=== AIM ===
Quote word for word the lines below, starting with the line containing "For each instance of the window, the" and ending with the line containing "pixel 393 31", both included. Quote only those lines.

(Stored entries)
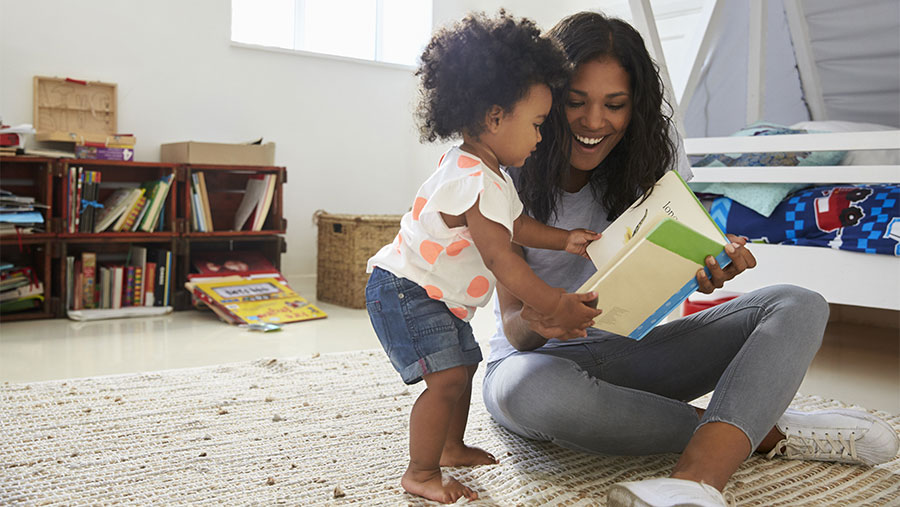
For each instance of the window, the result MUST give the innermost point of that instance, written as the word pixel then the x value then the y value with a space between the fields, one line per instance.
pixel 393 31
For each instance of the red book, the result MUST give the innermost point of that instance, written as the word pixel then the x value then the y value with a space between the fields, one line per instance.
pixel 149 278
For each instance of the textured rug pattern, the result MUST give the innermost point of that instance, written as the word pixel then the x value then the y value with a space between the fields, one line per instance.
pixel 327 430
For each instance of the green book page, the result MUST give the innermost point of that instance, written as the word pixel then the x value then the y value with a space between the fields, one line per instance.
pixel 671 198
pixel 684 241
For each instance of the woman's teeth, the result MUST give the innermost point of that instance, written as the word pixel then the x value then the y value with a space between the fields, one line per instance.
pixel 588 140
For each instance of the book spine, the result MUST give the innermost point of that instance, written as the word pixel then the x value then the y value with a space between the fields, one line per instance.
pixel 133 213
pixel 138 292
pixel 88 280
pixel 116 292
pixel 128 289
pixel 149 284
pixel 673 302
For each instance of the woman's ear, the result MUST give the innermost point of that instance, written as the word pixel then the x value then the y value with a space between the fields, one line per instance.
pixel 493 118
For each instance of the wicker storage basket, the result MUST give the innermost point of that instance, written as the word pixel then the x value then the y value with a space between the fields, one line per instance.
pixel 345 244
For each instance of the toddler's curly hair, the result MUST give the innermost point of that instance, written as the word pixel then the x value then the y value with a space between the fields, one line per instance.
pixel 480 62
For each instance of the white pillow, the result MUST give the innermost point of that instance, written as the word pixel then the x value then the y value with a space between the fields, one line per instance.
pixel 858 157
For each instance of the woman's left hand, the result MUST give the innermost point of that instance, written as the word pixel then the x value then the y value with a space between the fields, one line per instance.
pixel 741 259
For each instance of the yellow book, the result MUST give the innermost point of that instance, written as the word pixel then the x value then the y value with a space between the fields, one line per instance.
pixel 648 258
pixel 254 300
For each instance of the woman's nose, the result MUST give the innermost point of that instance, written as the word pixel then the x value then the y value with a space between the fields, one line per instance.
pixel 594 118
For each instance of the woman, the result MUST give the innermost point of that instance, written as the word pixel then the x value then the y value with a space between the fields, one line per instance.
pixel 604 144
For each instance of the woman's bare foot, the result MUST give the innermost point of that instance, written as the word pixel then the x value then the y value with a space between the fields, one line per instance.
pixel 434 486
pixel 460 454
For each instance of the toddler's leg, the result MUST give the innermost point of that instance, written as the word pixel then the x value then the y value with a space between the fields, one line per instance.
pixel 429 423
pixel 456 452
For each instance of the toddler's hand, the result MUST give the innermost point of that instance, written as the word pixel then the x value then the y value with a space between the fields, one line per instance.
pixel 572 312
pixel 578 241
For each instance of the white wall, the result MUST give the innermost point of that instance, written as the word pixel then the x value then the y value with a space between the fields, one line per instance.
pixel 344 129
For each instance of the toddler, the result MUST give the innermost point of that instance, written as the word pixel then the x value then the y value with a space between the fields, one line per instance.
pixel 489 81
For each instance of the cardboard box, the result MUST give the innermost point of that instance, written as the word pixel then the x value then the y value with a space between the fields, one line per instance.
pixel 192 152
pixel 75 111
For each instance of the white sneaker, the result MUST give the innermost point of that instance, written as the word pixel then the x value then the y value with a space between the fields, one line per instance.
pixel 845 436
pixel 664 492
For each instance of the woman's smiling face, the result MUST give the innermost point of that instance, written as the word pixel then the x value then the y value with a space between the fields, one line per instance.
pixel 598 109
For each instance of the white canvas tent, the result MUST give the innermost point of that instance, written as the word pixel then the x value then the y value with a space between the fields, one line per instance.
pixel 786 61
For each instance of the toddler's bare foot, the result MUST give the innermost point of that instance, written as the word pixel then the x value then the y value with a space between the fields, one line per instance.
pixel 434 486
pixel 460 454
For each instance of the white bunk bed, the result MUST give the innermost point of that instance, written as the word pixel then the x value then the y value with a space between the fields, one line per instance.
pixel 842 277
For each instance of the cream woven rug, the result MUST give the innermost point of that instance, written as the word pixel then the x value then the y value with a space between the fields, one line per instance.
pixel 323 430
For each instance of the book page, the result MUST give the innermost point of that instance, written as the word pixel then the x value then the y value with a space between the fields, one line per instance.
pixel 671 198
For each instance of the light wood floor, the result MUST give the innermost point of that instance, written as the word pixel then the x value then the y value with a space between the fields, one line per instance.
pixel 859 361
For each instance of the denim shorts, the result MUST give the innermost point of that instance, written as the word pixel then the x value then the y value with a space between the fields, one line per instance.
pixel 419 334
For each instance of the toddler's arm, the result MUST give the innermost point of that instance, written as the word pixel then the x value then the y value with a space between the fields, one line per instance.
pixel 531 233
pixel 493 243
--
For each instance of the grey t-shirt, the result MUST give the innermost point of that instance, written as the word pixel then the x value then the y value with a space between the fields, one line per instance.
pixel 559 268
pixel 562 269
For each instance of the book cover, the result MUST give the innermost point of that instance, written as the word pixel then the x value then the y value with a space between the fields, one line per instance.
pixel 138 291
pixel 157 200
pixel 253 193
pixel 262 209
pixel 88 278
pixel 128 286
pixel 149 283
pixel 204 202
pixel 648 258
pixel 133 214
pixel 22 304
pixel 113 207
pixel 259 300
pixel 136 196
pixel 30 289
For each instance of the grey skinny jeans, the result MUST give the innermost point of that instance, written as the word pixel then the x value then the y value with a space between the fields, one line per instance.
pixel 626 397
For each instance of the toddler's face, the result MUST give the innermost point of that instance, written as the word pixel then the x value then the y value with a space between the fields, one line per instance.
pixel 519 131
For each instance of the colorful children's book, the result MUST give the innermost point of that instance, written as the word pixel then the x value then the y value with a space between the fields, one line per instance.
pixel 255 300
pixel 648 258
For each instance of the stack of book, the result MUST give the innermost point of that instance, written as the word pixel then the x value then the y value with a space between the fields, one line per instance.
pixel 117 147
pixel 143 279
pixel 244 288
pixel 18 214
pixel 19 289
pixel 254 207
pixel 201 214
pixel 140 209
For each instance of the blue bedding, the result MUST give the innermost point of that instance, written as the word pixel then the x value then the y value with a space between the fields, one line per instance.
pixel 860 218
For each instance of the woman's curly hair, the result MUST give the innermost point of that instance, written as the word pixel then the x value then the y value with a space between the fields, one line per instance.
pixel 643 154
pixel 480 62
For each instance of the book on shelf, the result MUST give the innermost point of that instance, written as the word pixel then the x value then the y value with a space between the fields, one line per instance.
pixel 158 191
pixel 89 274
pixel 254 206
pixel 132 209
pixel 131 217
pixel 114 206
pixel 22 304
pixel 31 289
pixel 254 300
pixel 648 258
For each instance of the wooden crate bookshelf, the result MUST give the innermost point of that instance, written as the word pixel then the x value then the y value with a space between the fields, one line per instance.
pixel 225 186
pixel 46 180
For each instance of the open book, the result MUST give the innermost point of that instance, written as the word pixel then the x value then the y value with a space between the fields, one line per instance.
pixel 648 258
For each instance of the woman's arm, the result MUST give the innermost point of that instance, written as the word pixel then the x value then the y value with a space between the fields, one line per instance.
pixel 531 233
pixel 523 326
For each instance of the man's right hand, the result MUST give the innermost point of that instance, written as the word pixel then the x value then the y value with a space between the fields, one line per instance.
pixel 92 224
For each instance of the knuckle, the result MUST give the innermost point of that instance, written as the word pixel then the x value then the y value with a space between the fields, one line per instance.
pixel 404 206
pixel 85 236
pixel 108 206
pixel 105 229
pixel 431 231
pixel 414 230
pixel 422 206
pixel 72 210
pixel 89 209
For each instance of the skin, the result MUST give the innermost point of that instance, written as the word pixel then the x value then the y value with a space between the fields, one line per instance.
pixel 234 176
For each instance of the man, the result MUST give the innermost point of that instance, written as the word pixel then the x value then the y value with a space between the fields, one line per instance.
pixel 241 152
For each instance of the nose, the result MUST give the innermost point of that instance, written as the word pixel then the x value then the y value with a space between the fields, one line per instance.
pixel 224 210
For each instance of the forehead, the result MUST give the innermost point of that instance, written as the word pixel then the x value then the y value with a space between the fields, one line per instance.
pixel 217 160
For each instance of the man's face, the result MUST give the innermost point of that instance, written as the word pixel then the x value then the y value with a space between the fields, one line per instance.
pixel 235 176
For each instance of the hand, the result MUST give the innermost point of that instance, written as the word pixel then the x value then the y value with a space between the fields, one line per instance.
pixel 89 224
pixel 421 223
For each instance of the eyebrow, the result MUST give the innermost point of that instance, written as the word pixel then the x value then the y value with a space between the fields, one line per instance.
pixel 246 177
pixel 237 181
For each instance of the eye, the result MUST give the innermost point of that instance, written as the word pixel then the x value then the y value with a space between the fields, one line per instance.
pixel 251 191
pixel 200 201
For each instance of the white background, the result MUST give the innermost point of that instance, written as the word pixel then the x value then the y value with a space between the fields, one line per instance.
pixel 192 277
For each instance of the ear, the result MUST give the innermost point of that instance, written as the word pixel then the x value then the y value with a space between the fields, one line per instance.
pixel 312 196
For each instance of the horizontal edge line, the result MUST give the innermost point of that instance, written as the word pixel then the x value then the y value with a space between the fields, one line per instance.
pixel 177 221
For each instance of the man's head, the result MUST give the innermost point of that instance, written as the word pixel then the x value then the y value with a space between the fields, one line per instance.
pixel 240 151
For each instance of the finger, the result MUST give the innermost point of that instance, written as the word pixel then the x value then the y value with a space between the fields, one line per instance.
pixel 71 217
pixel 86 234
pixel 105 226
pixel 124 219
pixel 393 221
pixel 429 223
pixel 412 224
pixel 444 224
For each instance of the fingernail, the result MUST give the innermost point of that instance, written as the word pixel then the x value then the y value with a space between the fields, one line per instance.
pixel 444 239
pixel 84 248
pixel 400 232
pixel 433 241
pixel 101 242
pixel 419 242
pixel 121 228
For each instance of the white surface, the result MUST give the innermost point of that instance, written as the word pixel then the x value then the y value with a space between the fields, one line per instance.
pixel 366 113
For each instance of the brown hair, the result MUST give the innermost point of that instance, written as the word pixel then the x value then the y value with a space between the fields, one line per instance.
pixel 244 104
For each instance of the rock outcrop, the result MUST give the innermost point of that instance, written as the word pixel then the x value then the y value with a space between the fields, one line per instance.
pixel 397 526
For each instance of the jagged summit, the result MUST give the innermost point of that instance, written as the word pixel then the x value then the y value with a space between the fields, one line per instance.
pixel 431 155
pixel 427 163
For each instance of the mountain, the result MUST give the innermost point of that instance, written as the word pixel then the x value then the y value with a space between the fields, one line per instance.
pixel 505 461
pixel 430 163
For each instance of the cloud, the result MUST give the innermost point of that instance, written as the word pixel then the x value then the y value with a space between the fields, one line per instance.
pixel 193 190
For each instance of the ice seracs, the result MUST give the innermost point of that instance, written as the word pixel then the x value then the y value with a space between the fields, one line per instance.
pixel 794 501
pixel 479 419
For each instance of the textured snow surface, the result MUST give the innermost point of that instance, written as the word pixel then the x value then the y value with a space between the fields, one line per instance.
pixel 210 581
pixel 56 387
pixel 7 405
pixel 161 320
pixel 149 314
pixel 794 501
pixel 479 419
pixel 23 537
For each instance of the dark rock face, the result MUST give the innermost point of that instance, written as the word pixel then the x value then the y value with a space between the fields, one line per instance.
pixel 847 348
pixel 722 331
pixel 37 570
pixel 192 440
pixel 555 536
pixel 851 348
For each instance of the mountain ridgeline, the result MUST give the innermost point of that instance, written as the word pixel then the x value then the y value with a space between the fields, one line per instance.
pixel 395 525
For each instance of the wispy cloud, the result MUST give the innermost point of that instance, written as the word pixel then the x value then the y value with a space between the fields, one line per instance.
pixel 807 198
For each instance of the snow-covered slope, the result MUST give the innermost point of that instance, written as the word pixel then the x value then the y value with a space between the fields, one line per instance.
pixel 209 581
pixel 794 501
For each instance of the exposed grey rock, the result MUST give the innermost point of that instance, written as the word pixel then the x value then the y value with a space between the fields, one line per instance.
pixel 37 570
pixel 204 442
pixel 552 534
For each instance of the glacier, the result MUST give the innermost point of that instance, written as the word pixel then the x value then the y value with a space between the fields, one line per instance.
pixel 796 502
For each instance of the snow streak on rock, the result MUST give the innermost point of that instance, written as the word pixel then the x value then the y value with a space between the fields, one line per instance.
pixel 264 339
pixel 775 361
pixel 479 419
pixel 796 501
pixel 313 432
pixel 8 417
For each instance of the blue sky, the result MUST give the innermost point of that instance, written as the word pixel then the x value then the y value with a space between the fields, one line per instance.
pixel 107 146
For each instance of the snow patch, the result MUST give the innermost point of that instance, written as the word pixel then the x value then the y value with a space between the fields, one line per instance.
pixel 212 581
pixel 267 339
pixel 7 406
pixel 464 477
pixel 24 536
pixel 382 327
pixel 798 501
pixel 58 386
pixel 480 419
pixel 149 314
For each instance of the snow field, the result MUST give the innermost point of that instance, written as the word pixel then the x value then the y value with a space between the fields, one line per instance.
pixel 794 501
* * *
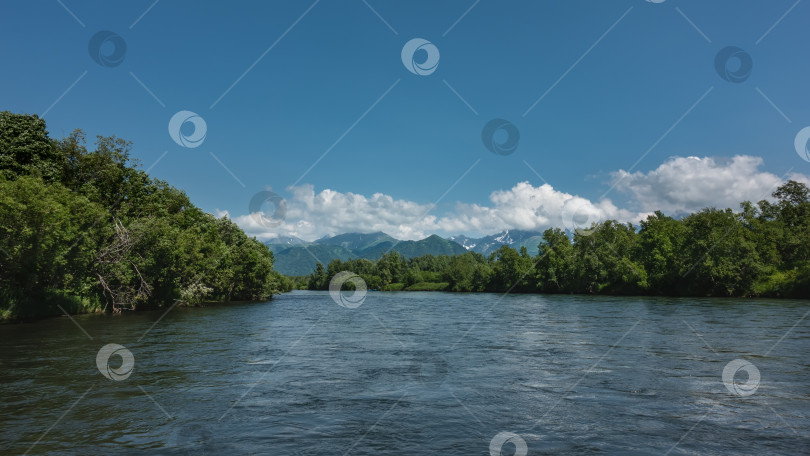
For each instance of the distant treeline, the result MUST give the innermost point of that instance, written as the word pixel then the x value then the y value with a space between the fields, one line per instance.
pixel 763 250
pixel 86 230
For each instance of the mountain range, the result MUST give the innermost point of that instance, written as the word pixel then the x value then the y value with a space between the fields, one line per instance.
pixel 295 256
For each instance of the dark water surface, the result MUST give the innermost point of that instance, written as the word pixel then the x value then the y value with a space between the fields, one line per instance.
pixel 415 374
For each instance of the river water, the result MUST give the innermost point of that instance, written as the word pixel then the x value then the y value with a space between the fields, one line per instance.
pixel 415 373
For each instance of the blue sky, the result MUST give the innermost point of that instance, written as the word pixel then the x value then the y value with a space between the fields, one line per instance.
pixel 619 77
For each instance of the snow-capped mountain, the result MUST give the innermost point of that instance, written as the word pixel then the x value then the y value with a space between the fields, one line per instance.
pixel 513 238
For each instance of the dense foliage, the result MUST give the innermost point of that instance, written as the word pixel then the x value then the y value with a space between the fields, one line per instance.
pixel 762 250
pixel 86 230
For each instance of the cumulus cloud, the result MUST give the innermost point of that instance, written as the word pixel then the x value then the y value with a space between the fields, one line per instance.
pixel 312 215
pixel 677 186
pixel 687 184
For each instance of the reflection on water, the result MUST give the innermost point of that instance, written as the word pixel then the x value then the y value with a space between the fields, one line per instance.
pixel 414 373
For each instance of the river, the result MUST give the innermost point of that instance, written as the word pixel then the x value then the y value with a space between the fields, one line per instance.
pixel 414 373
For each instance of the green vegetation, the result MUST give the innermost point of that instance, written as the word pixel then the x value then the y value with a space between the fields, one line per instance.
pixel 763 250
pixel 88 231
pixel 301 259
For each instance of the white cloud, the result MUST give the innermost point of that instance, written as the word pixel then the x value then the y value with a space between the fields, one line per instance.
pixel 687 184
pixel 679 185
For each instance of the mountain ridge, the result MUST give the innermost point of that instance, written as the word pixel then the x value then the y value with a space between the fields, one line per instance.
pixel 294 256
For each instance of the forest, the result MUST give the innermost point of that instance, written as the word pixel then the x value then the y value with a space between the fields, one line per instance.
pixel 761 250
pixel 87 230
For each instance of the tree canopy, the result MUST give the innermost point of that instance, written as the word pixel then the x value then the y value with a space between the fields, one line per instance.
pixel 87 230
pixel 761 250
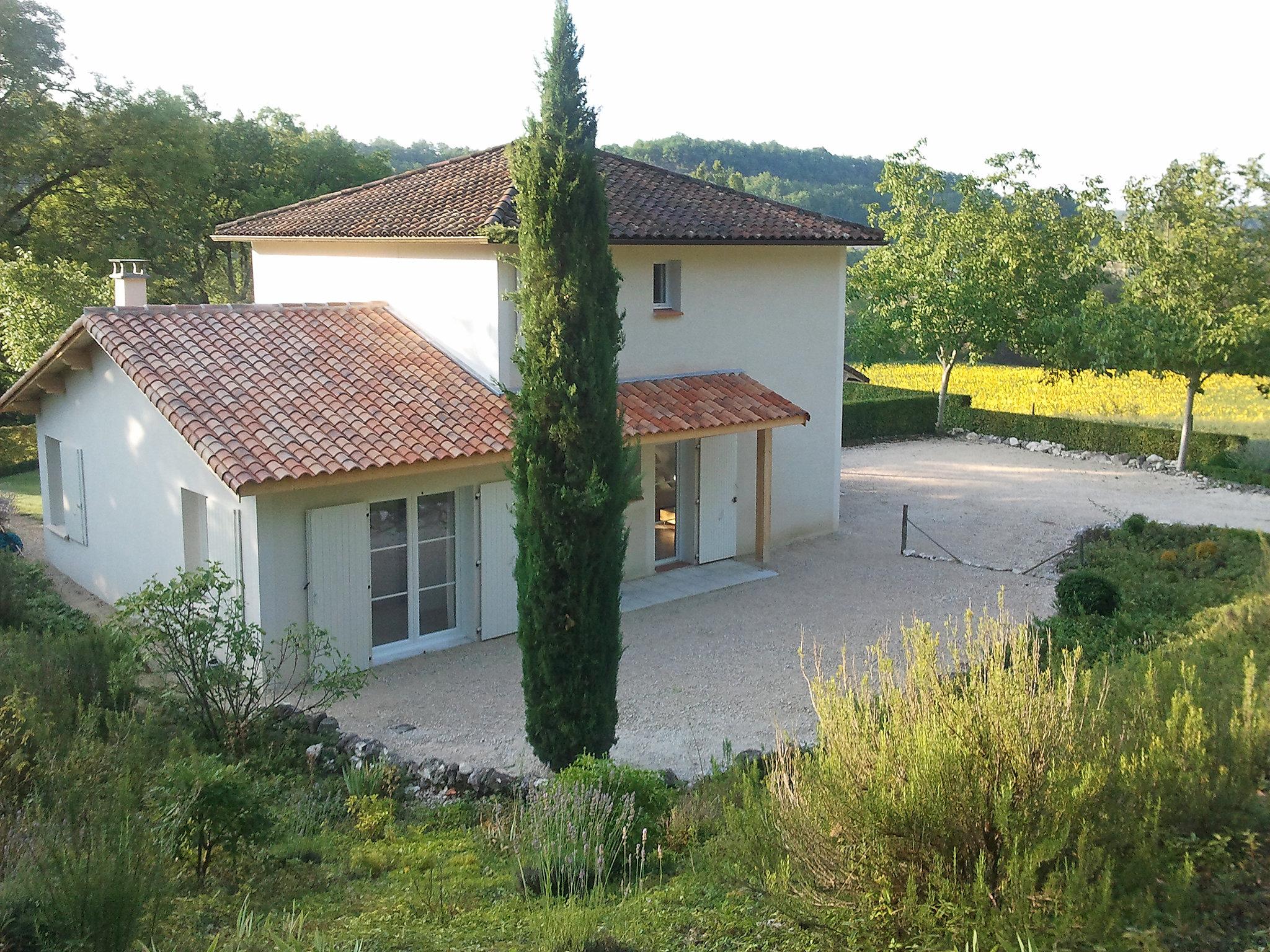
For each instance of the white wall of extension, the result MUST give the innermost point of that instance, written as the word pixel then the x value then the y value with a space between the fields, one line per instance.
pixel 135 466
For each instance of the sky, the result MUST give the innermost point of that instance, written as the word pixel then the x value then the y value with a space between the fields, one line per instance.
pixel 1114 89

=== RESPONSE TO THE TASK ===
For each instance of the window, the result MUST give the innermost point of that instance, written as the word pixel then the x value then the y value with a space between the fields, one line per instance.
pixel 393 31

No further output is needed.